Exercise goal:
Write out every entry exactly as it stands.

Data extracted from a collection
================================
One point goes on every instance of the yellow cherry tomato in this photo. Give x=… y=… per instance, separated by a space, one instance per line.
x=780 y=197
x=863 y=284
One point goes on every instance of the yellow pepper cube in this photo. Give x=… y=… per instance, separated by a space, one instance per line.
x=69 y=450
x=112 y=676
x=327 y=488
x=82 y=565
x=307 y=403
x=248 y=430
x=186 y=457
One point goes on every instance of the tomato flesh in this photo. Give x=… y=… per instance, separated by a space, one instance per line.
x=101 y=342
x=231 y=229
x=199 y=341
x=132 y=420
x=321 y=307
================================
Solved exercise:
One point goes on every instance of the yellow cherry tomato in this photo. Give x=… y=… per instance, separated by a space, one instance per line.
x=780 y=197
x=863 y=284
One point goes on every instance of the yellow pepper cube in this photo. Give x=… y=… per instance, separated by a space, one instance per line.
x=69 y=450
x=112 y=676
x=327 y=488
x=82 y=565
x=307 y=403
x=248 y=430
x=186 y=457
One point goes on every instance of the tomato flesh in this photo. Give x=… y=… per instance, separated by a space, one instance per line.
x=101 y=342
x=231 y=229
x=199 y=341
x=132 y=420
x=321 y=307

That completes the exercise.